■ **WRITTEN PROBLEM**: Report every line of the material below that contains the word "fender", copying each such line in full.

■ **STORED DATA**:
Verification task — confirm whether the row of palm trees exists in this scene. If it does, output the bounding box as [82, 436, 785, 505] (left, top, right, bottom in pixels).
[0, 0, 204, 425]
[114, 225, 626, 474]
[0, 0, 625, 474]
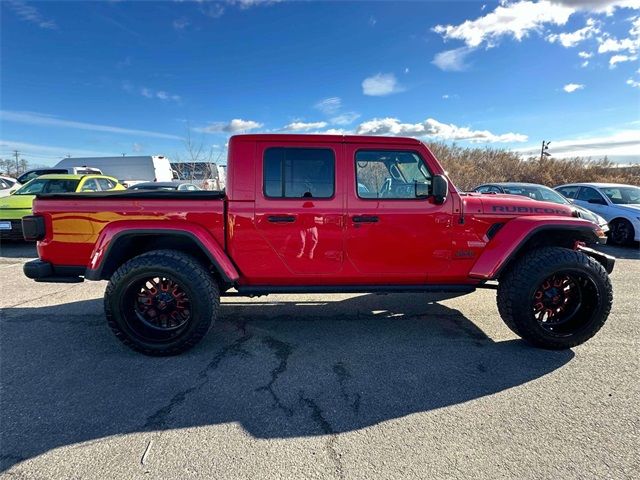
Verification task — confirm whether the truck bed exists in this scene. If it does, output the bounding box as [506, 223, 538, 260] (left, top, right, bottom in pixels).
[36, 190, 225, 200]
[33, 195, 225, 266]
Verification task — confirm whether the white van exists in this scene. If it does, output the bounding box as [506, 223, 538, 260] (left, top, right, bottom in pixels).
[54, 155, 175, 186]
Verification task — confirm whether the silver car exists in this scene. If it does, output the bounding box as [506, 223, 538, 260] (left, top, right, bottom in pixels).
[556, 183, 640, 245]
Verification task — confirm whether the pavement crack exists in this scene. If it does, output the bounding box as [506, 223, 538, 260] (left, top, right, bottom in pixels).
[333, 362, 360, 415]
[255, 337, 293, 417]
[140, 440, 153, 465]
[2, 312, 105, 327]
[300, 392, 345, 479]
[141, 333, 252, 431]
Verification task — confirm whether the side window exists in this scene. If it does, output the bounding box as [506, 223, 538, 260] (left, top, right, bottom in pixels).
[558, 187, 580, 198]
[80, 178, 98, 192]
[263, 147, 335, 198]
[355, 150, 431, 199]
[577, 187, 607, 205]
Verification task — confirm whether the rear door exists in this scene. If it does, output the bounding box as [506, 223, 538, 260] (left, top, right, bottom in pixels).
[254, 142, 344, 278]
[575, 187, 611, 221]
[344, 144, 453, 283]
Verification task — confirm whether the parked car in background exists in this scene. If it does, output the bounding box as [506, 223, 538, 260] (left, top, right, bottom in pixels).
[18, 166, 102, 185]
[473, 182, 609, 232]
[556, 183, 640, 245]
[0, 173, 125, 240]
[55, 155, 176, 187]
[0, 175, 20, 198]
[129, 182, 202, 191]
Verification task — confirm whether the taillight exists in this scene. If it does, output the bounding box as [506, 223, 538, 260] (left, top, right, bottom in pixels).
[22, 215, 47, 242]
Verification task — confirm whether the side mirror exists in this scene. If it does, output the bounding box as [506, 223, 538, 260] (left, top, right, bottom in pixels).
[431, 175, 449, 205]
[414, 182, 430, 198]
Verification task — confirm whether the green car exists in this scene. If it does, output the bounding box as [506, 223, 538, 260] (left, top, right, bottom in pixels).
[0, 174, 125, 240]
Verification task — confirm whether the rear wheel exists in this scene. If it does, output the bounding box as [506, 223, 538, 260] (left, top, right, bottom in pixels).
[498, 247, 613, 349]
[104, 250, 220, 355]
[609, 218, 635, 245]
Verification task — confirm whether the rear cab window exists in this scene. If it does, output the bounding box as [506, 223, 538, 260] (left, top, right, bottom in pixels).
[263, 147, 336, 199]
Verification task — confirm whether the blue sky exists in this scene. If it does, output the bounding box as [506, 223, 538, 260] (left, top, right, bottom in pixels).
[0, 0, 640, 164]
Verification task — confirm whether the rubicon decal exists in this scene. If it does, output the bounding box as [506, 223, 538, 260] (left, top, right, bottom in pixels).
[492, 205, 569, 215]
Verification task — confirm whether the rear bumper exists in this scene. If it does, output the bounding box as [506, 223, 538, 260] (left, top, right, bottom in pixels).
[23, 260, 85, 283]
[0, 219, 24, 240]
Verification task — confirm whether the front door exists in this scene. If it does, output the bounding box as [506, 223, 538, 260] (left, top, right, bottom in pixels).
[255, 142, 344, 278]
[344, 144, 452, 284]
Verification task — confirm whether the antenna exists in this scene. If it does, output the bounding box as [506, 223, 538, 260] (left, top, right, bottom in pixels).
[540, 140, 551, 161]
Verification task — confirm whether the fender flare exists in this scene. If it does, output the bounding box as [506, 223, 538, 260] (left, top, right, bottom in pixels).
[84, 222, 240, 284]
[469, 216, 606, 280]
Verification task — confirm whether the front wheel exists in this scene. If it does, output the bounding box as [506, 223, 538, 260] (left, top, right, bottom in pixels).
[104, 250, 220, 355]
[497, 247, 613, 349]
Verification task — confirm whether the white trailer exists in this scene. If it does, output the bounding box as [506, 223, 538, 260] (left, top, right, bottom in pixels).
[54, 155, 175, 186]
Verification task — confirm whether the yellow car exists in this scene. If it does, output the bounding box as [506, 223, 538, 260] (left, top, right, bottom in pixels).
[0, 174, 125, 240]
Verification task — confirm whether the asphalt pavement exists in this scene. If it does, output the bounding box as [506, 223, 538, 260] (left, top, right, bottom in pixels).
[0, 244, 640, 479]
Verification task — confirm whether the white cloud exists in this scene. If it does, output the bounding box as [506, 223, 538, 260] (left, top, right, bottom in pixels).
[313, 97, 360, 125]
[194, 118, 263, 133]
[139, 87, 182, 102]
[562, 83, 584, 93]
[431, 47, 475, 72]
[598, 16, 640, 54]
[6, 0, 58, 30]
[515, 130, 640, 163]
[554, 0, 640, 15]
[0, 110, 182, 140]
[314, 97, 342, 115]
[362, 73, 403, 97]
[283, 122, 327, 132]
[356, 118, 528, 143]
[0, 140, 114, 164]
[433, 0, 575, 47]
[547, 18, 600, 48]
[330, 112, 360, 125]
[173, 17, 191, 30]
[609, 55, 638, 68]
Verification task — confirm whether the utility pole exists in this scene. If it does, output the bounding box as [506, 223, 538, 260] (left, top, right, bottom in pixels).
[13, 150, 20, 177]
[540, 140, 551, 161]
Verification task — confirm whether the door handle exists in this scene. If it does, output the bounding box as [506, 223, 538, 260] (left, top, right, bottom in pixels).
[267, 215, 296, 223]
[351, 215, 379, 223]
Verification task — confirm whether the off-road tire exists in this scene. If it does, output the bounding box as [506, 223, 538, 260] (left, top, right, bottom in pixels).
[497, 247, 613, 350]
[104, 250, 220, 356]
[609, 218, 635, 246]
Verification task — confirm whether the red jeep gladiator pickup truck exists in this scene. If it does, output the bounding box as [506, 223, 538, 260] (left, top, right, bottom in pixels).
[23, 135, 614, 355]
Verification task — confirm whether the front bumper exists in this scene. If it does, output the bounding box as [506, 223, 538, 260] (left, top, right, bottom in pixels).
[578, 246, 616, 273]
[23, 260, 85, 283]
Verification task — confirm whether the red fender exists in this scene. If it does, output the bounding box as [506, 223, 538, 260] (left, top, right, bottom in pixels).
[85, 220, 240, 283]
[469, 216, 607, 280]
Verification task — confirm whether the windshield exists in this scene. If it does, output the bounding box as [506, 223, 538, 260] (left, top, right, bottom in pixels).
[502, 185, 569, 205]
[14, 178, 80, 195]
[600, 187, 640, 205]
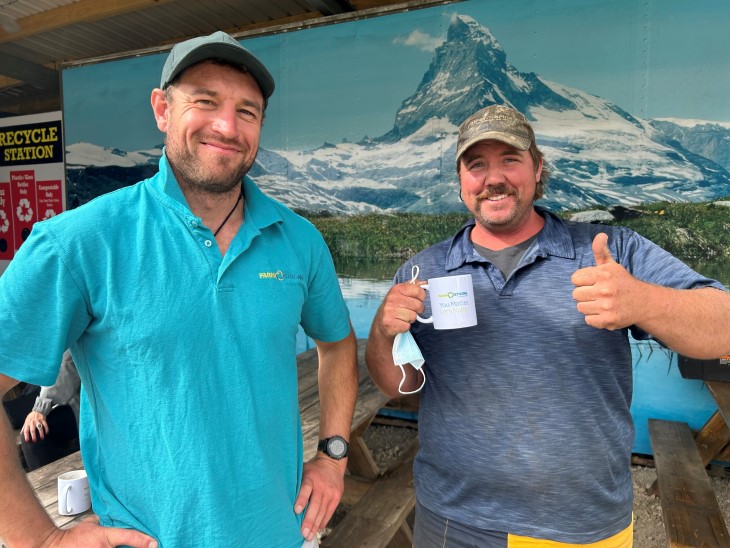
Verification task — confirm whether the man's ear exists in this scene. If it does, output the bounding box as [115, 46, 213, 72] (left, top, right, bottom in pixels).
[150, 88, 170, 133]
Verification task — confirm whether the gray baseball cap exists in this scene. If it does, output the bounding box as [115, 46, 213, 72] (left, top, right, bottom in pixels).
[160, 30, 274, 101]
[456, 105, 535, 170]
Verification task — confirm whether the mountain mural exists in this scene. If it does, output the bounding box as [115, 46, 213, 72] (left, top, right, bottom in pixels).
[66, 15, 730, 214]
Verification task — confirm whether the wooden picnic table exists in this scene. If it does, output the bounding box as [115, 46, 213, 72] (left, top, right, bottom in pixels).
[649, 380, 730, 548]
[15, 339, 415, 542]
* * *
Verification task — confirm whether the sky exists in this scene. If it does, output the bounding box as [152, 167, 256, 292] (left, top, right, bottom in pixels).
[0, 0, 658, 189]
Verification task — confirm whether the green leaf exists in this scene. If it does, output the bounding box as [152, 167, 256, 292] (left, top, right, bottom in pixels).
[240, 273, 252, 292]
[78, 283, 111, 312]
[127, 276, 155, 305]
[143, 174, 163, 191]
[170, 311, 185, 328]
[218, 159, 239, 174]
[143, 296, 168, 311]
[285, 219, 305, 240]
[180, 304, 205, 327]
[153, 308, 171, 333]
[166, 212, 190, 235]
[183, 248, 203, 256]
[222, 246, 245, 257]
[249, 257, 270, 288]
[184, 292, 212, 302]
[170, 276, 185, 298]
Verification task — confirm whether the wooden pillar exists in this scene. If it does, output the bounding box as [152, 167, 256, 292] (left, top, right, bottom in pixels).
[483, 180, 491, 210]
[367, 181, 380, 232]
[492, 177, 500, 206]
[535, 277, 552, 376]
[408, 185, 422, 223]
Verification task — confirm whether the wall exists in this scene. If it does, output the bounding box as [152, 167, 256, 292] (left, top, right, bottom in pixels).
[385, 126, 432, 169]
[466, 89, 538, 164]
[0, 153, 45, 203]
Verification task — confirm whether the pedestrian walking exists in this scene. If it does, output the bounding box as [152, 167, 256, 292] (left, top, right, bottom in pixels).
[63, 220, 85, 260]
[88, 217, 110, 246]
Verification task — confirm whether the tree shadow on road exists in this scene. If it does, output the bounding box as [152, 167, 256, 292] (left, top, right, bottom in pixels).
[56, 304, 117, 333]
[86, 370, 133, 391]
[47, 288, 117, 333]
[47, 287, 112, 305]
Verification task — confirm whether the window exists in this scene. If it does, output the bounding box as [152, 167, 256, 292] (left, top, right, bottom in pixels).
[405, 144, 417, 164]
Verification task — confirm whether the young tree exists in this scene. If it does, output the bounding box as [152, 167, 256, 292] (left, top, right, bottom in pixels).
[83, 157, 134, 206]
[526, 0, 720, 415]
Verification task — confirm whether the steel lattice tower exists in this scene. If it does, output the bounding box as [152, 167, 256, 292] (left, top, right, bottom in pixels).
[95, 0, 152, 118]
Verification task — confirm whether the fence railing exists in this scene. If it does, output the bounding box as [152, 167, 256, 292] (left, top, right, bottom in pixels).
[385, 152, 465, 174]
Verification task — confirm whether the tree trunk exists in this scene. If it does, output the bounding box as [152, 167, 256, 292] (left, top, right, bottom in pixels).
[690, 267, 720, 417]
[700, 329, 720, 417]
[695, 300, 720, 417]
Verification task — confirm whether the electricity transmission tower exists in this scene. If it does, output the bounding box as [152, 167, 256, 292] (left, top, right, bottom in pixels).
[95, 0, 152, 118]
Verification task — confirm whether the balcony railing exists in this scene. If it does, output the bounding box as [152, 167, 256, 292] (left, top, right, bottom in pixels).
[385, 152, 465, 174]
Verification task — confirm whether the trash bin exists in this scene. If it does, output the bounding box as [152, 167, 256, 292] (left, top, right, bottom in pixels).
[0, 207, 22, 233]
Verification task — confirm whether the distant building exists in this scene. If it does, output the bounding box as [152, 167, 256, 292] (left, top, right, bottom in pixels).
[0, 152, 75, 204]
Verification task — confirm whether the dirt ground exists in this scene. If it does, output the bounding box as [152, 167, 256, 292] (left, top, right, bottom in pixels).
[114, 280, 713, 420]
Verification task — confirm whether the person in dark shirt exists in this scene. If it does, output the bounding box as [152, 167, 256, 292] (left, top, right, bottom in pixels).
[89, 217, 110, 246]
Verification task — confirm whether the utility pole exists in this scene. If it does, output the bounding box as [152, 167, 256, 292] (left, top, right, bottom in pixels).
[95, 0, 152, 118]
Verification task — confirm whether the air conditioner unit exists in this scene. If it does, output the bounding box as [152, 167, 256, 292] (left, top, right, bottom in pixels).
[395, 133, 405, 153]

■ **ANSWER TO THE PROBLEM**:
Verification task — confirm whether the fender flare exists in this scene. If it does, output the bounding box as [506, 223, 538, 260] (left, top, right, bottom in pixels).
Verification task — confirm whether the red fender exists in this scene. If it does, output the bounding box as [506, 223, 538, 260] (left, top, right, bottom in pixels).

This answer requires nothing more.